(To be done):
Count the lines in the records below that contain the string "panel". Reply with the number alone.

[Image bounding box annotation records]
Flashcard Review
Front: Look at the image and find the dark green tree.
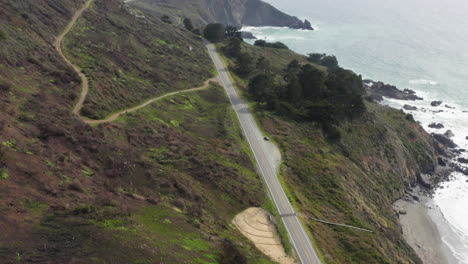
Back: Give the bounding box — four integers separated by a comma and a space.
224, 38, 242, 58
284, 60, 301, 82
161, 15, 172, 24
286, 76, 303, 104
299, 64, 326, 100
203, 23, 226, 42
184, 18, 193, 31
0, 29, 6, 40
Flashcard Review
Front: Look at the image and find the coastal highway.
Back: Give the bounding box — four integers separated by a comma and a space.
206, 44, 321, 264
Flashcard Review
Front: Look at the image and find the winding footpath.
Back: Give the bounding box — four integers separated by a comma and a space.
54, 0, 216, 125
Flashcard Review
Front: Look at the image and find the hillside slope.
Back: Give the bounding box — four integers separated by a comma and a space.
131, 0, 313, 30
218, 41, 439, 264
0, 0, 271, 264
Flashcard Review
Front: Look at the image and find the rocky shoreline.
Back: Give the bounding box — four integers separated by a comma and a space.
364, 80, 468, 264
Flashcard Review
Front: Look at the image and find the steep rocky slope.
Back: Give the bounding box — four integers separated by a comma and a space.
132, 0, 313, 30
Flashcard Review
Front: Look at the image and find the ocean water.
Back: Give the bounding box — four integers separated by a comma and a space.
243, 0, 468, 264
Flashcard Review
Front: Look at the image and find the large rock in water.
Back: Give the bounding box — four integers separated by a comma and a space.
432, 133, 458, 148
240, 31, 257, 39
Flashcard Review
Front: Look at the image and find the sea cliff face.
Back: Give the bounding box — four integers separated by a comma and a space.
132, 0, 313, 30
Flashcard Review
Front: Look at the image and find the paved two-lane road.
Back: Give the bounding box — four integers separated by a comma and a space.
207, 44, 321, 264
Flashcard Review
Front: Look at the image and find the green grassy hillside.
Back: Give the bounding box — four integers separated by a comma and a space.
64, 1, 213, 119
218, 39, 436, 264
0, 0, 271, 264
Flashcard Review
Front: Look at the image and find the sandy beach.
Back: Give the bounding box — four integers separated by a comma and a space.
394, 197, 459, 264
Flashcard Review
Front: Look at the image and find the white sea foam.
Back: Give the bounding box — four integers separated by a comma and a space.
384, 90, 468, 264
409, 79, 439, 85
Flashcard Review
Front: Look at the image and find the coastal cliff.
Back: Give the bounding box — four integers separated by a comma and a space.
219, 41, 443, 264
131, 0, 313, 30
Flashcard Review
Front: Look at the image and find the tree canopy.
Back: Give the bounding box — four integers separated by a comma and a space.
203, 23, 226, 42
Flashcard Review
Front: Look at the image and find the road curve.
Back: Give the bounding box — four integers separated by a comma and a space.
206, 44, 321, 264
80, 78, 216, 125
54, 0, 216, 124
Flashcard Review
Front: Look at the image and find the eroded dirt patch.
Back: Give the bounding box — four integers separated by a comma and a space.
232, 207, 296, 264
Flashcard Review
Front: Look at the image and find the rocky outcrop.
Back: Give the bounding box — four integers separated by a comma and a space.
363, 80, 423, 102
133, 0, 313, 30
432, 133, 458, 148
240, 31, 257, 39
239, 0, 313, 30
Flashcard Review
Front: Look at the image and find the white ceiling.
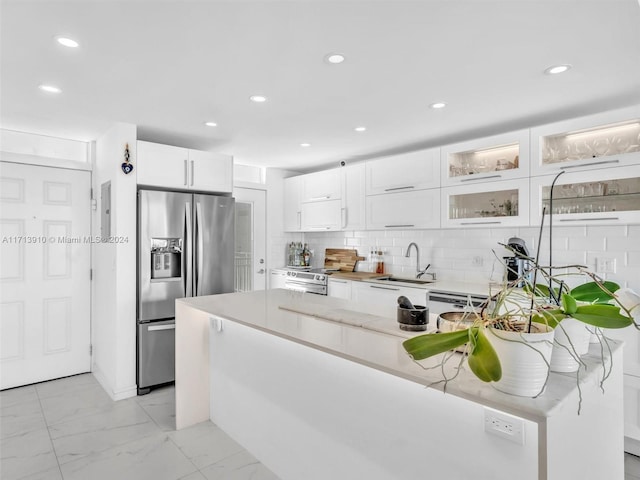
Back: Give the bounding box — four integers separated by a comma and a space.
0, 0, 640, 170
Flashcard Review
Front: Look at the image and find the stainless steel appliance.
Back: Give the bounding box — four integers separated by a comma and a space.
137, 190, 235, 395
427, 290, 489, 315
271, 268, 329, 295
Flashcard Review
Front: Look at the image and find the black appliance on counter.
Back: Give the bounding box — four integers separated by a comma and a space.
503, 237, 531, 287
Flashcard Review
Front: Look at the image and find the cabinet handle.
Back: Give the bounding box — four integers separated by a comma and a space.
560, 217, 619, 222
560, 159, 620, 170
460, 175, 502, 182
460, 220, 502, 225
184, 159, 189, 187
384, 185, 416, 192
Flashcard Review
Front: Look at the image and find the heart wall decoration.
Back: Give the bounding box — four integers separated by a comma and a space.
120, 143, 133, 175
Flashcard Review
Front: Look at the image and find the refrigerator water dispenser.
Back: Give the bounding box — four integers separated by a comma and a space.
151, 238, 182, 280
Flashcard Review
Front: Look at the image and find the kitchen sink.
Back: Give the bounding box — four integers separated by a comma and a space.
374, 277, 433, 285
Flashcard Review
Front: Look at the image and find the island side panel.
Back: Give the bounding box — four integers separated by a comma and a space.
546, 348, 624, 480
175, 301, 209, 430
210, 317, 538, 480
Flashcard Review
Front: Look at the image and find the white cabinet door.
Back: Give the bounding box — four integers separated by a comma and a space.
442, 178, 529, 228
351, 282, 427, 308
366, 148, 440, 195
531, 105, 640, 176
302, 168, 342, 202
284, 177, 302, 232
367, 189, 440, 230
135, 141, 189, 189
189, 150, 233, 193
531, 166, 640, 225
440, 130, 529, 186
327, 277, 352, 300
302, 200, 342, 232
341, 163, 366, 230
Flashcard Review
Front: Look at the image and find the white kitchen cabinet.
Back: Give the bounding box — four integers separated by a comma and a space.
327, 277, 353, 300
284, 176, 302, 232
136, 141, 233, 193
366, 188, 440, 230
531, 166, 640, 225
440, 130, 529, 186
351, 282, 427, 307
340, 163, 366, 230
531, 105, 640, 176
442, 178, 529, 228
365, 148, 440, 195
301, 168, 342, 203
302, 200, 343, 232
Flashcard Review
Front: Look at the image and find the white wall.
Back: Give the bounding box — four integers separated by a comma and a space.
91, 123, 137, 400
304, 225, 640, 292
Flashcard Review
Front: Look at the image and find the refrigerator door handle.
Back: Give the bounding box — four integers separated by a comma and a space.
182, 202, 193, 297
195, 202, 204, 296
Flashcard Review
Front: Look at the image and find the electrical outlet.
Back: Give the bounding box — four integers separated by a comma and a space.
596, 257, 616, 273
484, 408, 524, 445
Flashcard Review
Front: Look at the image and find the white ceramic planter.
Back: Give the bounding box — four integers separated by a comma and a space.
551, 318, 591, 373
487, 325, 554, 397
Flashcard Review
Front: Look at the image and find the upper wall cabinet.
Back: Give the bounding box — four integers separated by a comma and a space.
441, 178, 529, 227
136, 141, 233, 193
367, 188, 440, 230
531, 166, 640, 225
301, 168, 342, 202
531, 105, 640, 176
440, 130, 529, 186
365, 148, 440, 195
284, 176, 302, 232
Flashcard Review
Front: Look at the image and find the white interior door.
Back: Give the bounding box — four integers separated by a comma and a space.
0, 162, 91, 389
233, 188, 267, 292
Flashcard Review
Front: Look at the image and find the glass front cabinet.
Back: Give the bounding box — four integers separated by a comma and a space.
441, 178, 529, 228
531, 165, 640, 225
440, 130, 529, 186
531, 106, 640, 176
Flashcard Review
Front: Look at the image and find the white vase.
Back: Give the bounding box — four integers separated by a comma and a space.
487, 324, 554, 397
551, 318, 591, 373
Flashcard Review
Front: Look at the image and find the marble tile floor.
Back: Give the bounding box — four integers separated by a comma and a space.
0, 374, 640, 480
0, 374, 278, 480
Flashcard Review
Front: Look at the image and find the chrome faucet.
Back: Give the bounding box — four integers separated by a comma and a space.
405, 242, 436, 281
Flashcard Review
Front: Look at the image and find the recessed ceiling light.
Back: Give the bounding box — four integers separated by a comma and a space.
56, 36, 80, 48
544, 63, 571, 75
38, 85, 62, 93
324, 53, 345, 64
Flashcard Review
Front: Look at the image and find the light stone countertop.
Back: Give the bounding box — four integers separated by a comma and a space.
177, 289, 622, 421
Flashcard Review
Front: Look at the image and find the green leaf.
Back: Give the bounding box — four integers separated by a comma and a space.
571, 282, 620, 303
468, 328, 502, 382
402, 330, 469, 360
562, 293, 578, 315
531, 309, 566, 328
571, 305, 633, 328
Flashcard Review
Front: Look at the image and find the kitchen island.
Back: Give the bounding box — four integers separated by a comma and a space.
176, 290, 623, 480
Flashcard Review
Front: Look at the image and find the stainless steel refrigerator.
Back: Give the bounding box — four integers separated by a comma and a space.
137, 190, 235, 395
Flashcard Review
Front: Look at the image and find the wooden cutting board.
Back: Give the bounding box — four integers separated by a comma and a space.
324, 248, 365, 272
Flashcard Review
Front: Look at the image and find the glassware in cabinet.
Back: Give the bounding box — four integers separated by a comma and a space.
441, 130, 529, 185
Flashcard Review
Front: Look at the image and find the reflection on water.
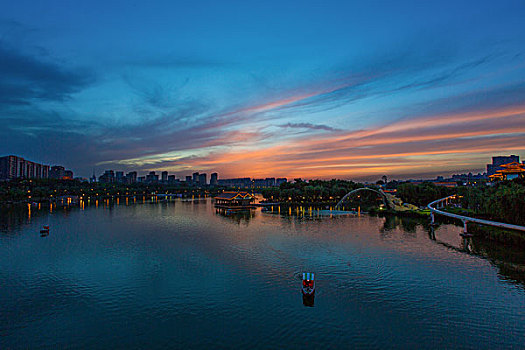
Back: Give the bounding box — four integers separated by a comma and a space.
0, 197, 525, 349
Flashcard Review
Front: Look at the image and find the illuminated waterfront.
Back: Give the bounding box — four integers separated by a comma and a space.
0, 199, 525, 349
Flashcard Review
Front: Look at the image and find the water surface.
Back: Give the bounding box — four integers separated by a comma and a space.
0, 199, 525, 349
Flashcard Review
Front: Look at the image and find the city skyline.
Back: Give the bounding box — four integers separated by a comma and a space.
0, 1, 525, 180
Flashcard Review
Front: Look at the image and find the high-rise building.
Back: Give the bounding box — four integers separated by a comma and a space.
487, 155, 520, 175
0, 155, 49, 180
275, 177, 288, 187
210, 173, 219, 186
98, 170, 115, 183
115, 171, 124, 183
126, 171, 137, 184
199, 174, 208, 186
49, 165, 66, 179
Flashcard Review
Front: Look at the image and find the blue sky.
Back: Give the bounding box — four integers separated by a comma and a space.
0, 1, 525, 179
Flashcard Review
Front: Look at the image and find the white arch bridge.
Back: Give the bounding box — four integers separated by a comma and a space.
334, 187, 393, 209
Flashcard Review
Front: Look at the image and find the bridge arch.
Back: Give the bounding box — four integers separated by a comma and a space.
334, 187, 390, 209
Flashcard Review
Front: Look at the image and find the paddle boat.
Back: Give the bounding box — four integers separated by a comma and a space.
301, 272, 315, 295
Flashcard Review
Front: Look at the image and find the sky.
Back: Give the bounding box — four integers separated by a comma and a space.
0, 0, 525, 180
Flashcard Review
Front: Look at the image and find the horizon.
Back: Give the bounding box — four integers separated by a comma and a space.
0, 0, 525, 181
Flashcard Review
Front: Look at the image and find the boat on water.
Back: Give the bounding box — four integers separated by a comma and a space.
301, 272, 315, 295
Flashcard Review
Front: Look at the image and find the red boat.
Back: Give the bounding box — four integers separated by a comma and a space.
301, 272, 315, 295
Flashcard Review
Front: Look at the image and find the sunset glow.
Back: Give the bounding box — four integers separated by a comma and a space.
0, 1, 525, 179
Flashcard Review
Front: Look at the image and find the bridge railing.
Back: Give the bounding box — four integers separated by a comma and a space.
428, 195, 525, 233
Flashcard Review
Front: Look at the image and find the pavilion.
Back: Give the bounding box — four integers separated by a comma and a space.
215, 192, 255, 209
489, 162, 525, 181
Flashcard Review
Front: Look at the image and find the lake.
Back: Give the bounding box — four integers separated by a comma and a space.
0, 198, 525, 349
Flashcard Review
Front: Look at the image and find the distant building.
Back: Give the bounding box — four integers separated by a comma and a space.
98, 170, 115, 184
487, 155, 520, 176
0, 155, 49, 180
126, 171, 137, 184
210, 173, 219, 186
49, 165, 66, 179
146, 171, 159, 183
275, 177, 288, 187
115, 171, 125, 184
199, 174, 208, 186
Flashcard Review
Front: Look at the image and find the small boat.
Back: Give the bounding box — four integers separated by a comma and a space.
301, 272, 315, 295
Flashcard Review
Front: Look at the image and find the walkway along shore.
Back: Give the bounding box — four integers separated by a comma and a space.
428, 195, 525, 233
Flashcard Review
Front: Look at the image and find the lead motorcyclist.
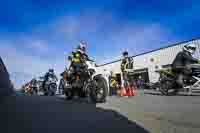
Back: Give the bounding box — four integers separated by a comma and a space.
42, 69, 58, 89
68, 41, 89, 77
172, 44, 199, 88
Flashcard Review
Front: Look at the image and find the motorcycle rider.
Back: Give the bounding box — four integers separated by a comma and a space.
68, 41, 89, 77
172, 44, 199, 87
42, 69, 58, 89
121, 50, 133, 88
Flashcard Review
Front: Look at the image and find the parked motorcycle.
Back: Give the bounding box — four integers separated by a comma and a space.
43, 76, 57, 96
157, 64, 200, 95
63, 60, 108, 103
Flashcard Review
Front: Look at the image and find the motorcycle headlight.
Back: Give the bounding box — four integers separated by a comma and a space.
89, 69, 95, 75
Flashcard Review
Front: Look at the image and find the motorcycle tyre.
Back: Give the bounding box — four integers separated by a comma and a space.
90, 76, 108, 103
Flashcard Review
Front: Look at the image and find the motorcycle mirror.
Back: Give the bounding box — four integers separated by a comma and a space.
68, 56, 72, 61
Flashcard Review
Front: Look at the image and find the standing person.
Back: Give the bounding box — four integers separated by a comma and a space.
121, 51, 133, 95
121, 51, 133, 88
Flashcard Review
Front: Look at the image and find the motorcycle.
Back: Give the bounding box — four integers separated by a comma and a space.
43, 76, 58, 96
157, 64, 200, 95
63, 60, 108, 103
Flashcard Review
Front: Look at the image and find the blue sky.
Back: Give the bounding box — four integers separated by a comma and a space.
0, 0, 200, 87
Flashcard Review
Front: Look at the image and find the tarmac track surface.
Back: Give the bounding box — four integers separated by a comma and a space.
0, 94, 200, 133
97, 95, 200, 133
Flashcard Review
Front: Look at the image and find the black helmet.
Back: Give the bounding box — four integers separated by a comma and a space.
49, 69, 54, 73
122, 50, 128, 56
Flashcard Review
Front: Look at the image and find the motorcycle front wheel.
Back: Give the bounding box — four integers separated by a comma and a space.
90, 76, 108, 103
160, 80, 179, 96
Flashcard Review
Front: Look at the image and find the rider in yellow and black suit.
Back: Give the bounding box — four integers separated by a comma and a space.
68, 41, 88, 77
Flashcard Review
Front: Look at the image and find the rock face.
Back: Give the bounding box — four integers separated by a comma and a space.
0, 57, 14, 98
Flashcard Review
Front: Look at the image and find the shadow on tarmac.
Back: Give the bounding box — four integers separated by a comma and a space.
144, 90, 200, 96
0, 96, 148, 133
0, 58, 148, 133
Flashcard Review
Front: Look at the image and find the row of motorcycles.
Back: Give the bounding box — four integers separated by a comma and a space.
154, 64, 200, 95
21, 60, 108, 103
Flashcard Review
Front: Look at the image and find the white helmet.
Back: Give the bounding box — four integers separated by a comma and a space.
77, 41, 87, 53
183, 44, 196, 54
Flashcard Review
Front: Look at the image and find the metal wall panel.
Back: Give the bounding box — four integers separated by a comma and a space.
97, 39, 200, 82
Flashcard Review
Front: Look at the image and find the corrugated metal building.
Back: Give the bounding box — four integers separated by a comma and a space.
97, 39, 200, 83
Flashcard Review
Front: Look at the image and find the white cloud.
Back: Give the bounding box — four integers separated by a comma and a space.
0, 12, 180, 89
27, 40, 49, 53
0, 41, 64, 88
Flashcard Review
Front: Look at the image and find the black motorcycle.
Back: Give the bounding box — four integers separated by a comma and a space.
43, 76, 58, 96
157, 64, 200, 95
63, 60, 108, 103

(Reply):
2